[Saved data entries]
# # # # #
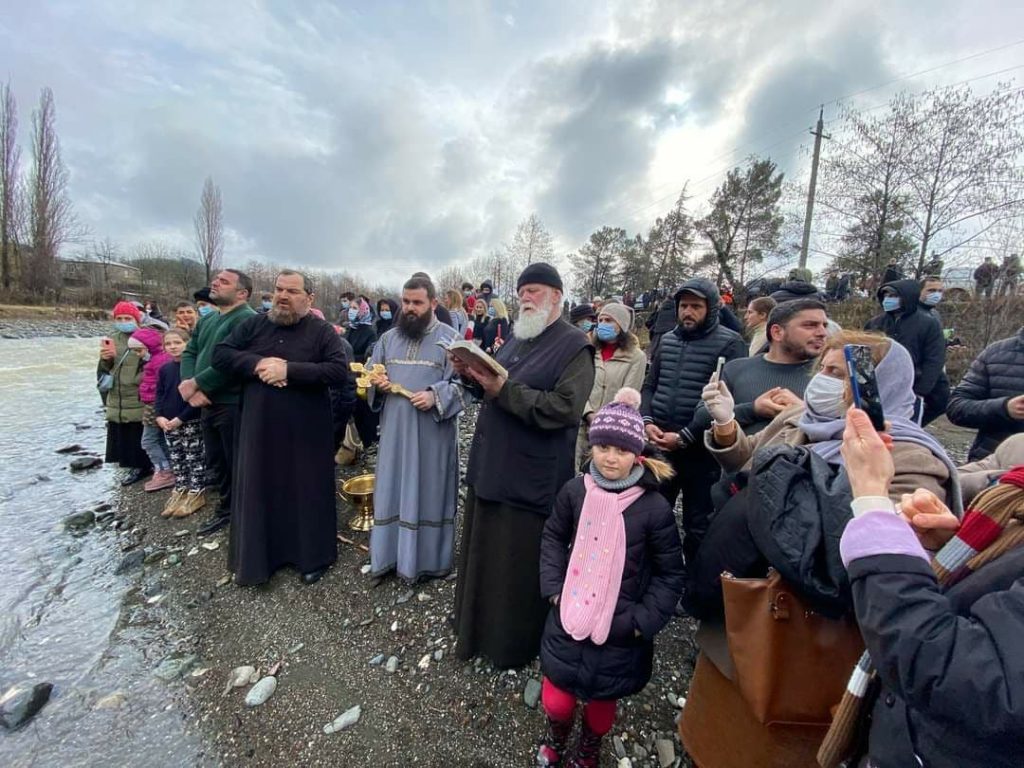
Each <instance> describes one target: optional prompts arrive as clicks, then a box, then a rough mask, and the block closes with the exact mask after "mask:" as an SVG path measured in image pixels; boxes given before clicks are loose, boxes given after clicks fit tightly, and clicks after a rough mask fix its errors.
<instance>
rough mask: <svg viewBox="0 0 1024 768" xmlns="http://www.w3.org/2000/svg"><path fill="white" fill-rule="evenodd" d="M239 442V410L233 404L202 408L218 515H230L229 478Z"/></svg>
mask: <svg viewBox="0 0 1024 768" xmlns="http://www.w3.org/2000/svg"><path fill="white" fill-rule="evenodd" d="M238 439H239V407H238V403H234V402H223V403H216V402H215V403H213V404H212V406H207V407H206V408H204V409H203V444H204V445H205V446H206V466H207V467H208V468H209V469H212V470H214V472H215V473H216V475H217V490H218V493H219V494H220V503H219V504H218V506H217V515H219V516H220V517H230V515H231V478H232V477H233V475H234V456H236V453H237V452H236V447H237V445H238Z"/></svg>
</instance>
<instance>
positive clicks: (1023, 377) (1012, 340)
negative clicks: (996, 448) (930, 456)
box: [946, 328, 1024, 461]
mask: <svg viewBox="0 0 1024 768" xmlns="http://www.w3.org/2000/svg"><path fill="white" fill-rule="evenodd" d="M1019 394H1024V328H1022V329H1021V330H1020V331H1019V332H1018V333H1017V335H1016V336H1012V337H1010V338H1009V339H1002V340H1001V341H996V342H995V343H993V344H989V345H988V346H987V347H985V348H984V349H983V350H982V352H981V354H979V355H978V356H977V357H975V359H974V362H972V364H971V368H970V370H968V372H967V375H966V376H965V377H964V380H963V381H962V382H961V383H959V385H958V386H957V387H956V388H955V389H954V390H953V393H952V396H951V397H950V398H949V408H948V409H947V410H946V416H947V417H948V418H949V421H951V422H952V423H953V424H955V425H957V426H959V427H971V428H973V429H977V430H978V435H977V437H975V438H974V444H973V445H972V446H971V453H970V454H969V455H968V459H970V461H978V460H979V459H984V458H985V457H986V456H988V455H989V454H991V453H992V452H993V451H995V449H996V446H997V445H998V444H999V443H1000V442H1002V440H1005V439H1006V438H1007V437H1009V436H1010V435H1013V434H1017V433H1018V432H1024V421H1017V420H1016V419H1012V418H1010V413H1009V412H1008V411H1007V403H1008V402H1009V401H1010V400H1011V398H1013V397H1016V396H1017V395H1019Z"/></svg>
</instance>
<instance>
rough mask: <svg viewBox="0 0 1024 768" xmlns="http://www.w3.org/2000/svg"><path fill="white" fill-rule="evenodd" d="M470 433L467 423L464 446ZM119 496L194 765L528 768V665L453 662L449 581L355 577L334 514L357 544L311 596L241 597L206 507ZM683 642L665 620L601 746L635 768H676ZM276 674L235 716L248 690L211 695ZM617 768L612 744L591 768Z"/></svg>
# # # # #
Rewrite the records with "coarse mask" substituted for "rough mask" at every occurrence, leaving everything else unchanged. Leave the pictures out of your answer.

Each <instance> describes one target: optional prompts arrive as clicks, then a box, then a coarse mask, and the block closes with the exact mask after "mask:" as an SVG path measured in image pixels; boxes given before clicks are loose, boxes given after clicks fit tightly, and clicks after a coarse mask fix its errors.
<instance>
coarse mask: <svg viewBox="0 0 1024 768" xmlns="http://www.w3.org/2000/svg"><path fill="white" fill-rule="evenodd" d="M239 442V410L233 404L202 408L218 515H230L229 478Z"/></svg>
mask: <svg viewBox="0 0 1024 768" xmlns="http://www.w3.org/2000/svg"><path fill="white" fill-rule="evenodd" d="M238 439H239V407H238V403H234V402H223V403H216V402H215V403H213V404H212V406H207V407H206V408H204V409H203V444H204V445H205V446H206V466H207V467H208V468H209V469H212V470H214V472H215V473H216V475H217V490H218V493H219V494H220V503H219V504H218V506H217V515H219V516H220V517H230V515H231V478H232V477H233V475H234V456H236V453H237V452H236V447H237V445H238Z"/></svg>
</instance>
<instance>
positive clicks: (1023, 377) (1012, 340)
negative clicks: (996, 448) (930, 456)
box: [946, 328, 1024, 461]
mask: <svg viewBox="0 0 1024 768" xmlns="http://www.w3.org/2000/svg"><path fill="white" fill-rule="evenodd" d="M1019 394H1024V328H1022V329H1021V330H1020V331H1019V332H1018V333H1017V335H1016V336H1012V337H1010V338H1009V339H1002V340H1001V341H996V342H995V343H993V344H989V345H988V346H987V347H985V348H984V349H983V350H982V352H981V354H979V355H978V356H977V357H975V359H974V362H972V364H971V368H970V370H968V372H967V375H966V376H965V377H964V380H963V381H962V382H961V383H959V385H958V386H957V387H956V388H955V389H954V390H953V393H952V396H951V397H950V398H949V408H948V409H947V410H946V416H947V417H948V418H949V421H951V422H952V423H953V424H955V425H957V426H959V427H971V428H973V429H977V430H978V435H977V437H975V438H974V444H973V445H972V446H971V453H970V454H969V455H968V459H970V461H978V460H979V459H984V458H985V457H986V456H988V455H989V454H991V453H992V452H993V451H995V449H996V446H997V445H998V444H999V443H1000V442H1002V440H1005V439H1006V438H1007V437H1009V436H1010V435H1013V434H1017V433H1018V432H1024V421H1017V420H1016V419H1012V418H1010V413H1009V412H1008V411H1007V403H1008V402H1009V401H1010V400H1011V398H1013V397H1016V396H1017V395H1019Z"/></svg>
</instance>
<instance>
coarse mask: <svg viewBox="0 0 1024 768" xmlns="http://www.w3.org/2000/svg"><path fill="white" fill-rule="evenodd" d="M470 433L467 423L464 446ZM119 496L194 765L528 768V665L453 662L449 581L355 577L334 514L357 544L311 596L241 597L206 507ZM683 642L665 620L601 746L635 768H676ZM276 674L235 716L248 690L211 695ZM617 768L612 744L591 768Z"/></svg>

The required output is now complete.